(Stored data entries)
┌──
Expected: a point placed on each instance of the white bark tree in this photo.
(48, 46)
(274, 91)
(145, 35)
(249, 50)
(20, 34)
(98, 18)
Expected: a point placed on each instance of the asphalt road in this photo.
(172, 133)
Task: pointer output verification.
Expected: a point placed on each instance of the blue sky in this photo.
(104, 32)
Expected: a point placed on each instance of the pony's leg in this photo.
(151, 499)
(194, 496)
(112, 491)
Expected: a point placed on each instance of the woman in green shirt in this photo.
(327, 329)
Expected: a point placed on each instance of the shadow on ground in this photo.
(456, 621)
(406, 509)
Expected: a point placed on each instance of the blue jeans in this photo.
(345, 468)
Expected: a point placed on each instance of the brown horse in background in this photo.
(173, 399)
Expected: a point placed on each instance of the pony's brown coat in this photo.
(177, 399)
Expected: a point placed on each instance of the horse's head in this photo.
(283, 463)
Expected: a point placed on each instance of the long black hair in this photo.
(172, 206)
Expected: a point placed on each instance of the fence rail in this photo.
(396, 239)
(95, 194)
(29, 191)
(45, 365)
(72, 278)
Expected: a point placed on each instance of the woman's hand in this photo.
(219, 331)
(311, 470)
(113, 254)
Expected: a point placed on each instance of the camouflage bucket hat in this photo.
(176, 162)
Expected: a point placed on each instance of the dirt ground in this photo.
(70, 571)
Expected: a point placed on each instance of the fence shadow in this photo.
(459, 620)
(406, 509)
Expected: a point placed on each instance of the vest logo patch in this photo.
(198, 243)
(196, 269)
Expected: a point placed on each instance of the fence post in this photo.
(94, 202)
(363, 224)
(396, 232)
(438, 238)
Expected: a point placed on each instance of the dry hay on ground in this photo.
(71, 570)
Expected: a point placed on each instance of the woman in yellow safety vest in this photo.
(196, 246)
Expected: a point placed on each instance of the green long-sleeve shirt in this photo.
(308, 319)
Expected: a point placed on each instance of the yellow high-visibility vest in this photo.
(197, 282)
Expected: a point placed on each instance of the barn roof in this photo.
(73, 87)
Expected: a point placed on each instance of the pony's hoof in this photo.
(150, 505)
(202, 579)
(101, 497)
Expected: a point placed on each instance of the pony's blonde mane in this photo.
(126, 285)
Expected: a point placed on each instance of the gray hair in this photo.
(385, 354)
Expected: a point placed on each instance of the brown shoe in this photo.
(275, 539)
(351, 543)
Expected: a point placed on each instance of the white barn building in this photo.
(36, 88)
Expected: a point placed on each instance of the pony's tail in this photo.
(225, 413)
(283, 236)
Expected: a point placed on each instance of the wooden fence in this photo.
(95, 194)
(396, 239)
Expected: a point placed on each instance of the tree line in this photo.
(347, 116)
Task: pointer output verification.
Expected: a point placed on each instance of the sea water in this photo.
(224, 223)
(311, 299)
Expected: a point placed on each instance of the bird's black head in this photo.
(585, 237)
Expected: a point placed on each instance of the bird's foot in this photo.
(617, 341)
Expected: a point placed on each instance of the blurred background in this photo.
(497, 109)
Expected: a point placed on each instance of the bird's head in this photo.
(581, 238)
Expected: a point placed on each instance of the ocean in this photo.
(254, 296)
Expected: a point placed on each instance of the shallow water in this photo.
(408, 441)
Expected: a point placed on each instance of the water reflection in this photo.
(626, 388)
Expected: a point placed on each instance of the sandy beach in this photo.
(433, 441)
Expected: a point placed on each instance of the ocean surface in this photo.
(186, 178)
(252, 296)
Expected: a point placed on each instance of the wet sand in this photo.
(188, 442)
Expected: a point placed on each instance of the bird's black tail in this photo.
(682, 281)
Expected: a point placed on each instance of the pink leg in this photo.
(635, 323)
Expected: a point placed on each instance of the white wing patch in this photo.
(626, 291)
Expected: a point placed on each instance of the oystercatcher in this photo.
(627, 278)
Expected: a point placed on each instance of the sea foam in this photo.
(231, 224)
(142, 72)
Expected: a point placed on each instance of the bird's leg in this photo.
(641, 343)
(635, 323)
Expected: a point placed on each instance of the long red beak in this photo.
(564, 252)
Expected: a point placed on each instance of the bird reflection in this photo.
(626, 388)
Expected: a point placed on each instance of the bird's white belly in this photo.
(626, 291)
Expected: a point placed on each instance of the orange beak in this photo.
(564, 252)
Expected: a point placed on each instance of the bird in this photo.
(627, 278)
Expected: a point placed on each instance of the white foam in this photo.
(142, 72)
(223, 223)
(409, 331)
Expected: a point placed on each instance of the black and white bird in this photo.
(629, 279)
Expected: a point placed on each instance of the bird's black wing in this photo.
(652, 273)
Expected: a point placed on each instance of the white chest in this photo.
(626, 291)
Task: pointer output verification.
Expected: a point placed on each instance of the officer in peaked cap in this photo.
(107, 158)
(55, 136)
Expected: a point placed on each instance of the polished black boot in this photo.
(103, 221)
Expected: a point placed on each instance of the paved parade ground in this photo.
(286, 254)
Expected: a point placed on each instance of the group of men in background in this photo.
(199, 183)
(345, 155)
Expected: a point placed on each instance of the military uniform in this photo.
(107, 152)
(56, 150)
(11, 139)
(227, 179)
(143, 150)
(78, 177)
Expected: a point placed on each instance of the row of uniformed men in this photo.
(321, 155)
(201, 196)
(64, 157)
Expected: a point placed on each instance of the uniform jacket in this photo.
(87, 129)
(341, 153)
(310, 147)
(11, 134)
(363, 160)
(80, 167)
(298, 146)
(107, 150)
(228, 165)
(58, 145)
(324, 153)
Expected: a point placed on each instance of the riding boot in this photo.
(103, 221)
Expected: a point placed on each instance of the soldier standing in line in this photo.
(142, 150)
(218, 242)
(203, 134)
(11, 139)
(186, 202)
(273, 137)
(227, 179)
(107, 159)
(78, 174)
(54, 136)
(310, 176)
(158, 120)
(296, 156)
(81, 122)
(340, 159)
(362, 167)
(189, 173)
└──
#### [Your assignment]
The entries are to be retyped in full, with no alteration.

#### [Output of the exercise]
Expected: a point placed on each instance of the white bark tree in this photo.
(48, 46)
(274, 91)
(145, 35)
(249, 50)
(20, 34)
(98, 18)
Expected: a point placed on each instance of the asphalt road in this photo.
(172, 133)
Task: pointer output verification.
Expected: a point placed on each instance of the blue sky in this photo.
(104, 32)
Expected: a point placed on each instance of the pony's leg in this photo.
(151, 499)
(194, 496)
(112, 491)
Expected: a point placed on each instance of the woman in green shirt in this photo.
(327, 329)
Expected: a point placed on each instance of the shadow on ground in this photo.
(456, 621)
(406, 509)
Expected: a point placed on each instance of the blue jeans in this photo.
(345, 468)
Expected: a point placed on each instance of the brown horse in background in this photo.
(173, 399)
Expected: a point placed on each instance of the pony's brown coat in this photo.
(177, 399)
Expected: a point placed on each instance of the horse's head in this photo.
(283, 463)
Expected: a point placed on each instance of the long black hair in this photo.
(172, 206)
Expected: a point placed on each instance of the fence rail in this photo.
(396, 239)
(95, 194)
(29, 191)
(45, 365)
(72, 278)
Expected: a point placed on each instance of the woman's hand in this photo.
(219, 331)
(311, 470)
(113, 254)
Expected: a point placed on each instance of the camouflage bucket hat in this photo.
(176, 162)
Expected: a point placed on each instance of the dirt ground in this photo.
(70, 571)
Expected: a point placed on each instance of the fence shadow in this photo.
(459, 620)
(406, 509)
Expected: a point placed on each instance of the vest logo patch in this photo.
(198, 243)
(196, 269)
Expected: a point placed on each instance of the fence post in this photo.
(94, 202)
(363, 224)
(396, 232)
(438, 238)
Expected: a point placed on each instance of the dry hay on ground in this photo.
(71, 570)
Expected: a point placed on each instance of the woman in yellow safety vest in this photo.
(196, 246)
Expected: a point placed on each instance of the green long-sleeve shirt in this photo.
(308, 319)
Expected: a point placed on each instance of the yellow high-visibility vest in this photo.
(197, 282)
Expected: a point placed on each instance of the barn roof in this photo.
(73, 87)
Expected: a point placed on each instance of the pony's hoof in this photo.
(150, 505)
(202, 579)
(101, 497)
Expected: a point placed on each instance of the pony's blonde mane in this photo.
(126, 285)
Expected: a point placed on each instance of the gray hair in this photo.
(385, 354)
Expected: a point placed on each instance of the brown shoe in this photo.
(275, 539)
(351, 543)
Expected: a point placed on each instance of the white barn building in this photo.
(36, 88)
Expected: a point placed on each instance of the pony's tail in this photo.
(225, 413)
(283, 236)
Expected: a point placed on each instance of the wooden fence in this photo.
(95, 194)
(396, 239)
Expected: a point placed on each instance of the tree line in this photo.
(347, 116)
Task: pointer output verification.
Expected: a point placed on each instance of the sea water in this photo.
(224, 223)
(311, 299)
Expected: a point placed on each instance of the bird's black head in this photo.
(585, 237)
Expected: a point placed on each instance of the bird's foot in this photo.
(617, 341)
Expected: a point placed on each instance of the blurred background in this photo.
(497, 109)
Expected: a point placed on each instance of the bird's head in this photo.
(581, 238)
Expected: a point placed on each instance of the ocean in this photo.
(254, 296)
Expected: a point placed on each instance of the shallow water in this photo.
(408, 441)
Expected: a point placed on each instance of the water reflection in this photo.
(626, 388)
Expected: a point placed on each instance of the sandy beach in this photo.
(433, 441)
Expected: a point placed on each instance of the ocean surface in this photo.
(186, 178)
(252, 296)
Expected: a point placed on each instance of the wet sand in this photo.
(188, 442)
Expected: a point placed on each instance of the bird's black tail in this photo.
(682, 281)
Expected: a point placed on each instance of the pink leg in this photo.
(635, 323)
Expected: a point placed on each instance of the white wing patch in this photo.
(626, 291)
Expected: a point placed on each instance of the oystercatcher in this photo.
(627, 278)
Expected: a point placed on each instance of the sea foam in this photo.
(231, 224)
(142, 72)
Expected: a point placed on each instance of the bird's leg in this photo.
(641, 343)
(635, 323)
Expected: a point placed on each instance of the long red beak in this photo.
(564, 252)
Expected: a point placed on each instance of the bird reflection in this photo.
(626, 388)
Expected: a point placed on each instance of the bird's white belly in this photo.
(626, 291)
Expected: a point placed on each instance of the orange beak in this photo.
(564, 252)
Expected: a point placed on each instance of the bird in this photo.
(627, 278)
Expected: a point placed on each instance of the white foam in this photo.
(142, 72)
(223, 223)
(409, 331)
Expected: a point placed on each instance of the black and white bird in this photo.
(629, 279)
Expected: a point placed on each instance of the bird's black wing in this photo.
(652, 273)
Expected: a point placed on each instance of the white chest in this photo.
(626, 291)
Task: pointer output verification.
Expected: a point placed on each instance of the officer in peaked cap in this photo.
(107, 158)
(55, 136)
Expected: a point placed on each instance of the polished black boot in this photo.
(103, 221)
Expected: a point placed on each instance of the paved parade ground in this photo.
(286, 254)
Expected: a point placed on each instance of the group of men in background in this photo.
(199, 183)
(345, 155)
Expected: a point placed on each instance of the military uniform in this photo.
(107, 152)
(56, 150)
(11, 139)
(227, 179)
(143, 150)
(78, 177)
Expected: a point placed on each instance of the row of uniformed men in this photo.
(321, 155)
(201, 196)
(64, 157)
Expected: a point placed on each instance of the uniform jacket in this photo.
(87, 129)
(341, 153)
(310, 147)
(11, 134)
(363, 160)
(80, 167)
(298, 146)
(107, 150)
(228, 165)
(58, 145)
(324, 153)
Expected: a point placed on each instance of the riding boot in this photo.
(103, 221)
Expected: a point placed on each instance of the soldier standing in line in this photo.
(142, 150)
(218, 242)
(203, 134)
(11, 139)
(186, 202)
(273, 137)
(227, 179)
(107, 159)
(78, 174)
(54, 136)
(310, 176)
(158, 120)
(296, 156)
(81, 122)
(340, 159)
(362, 167)
(189, 173)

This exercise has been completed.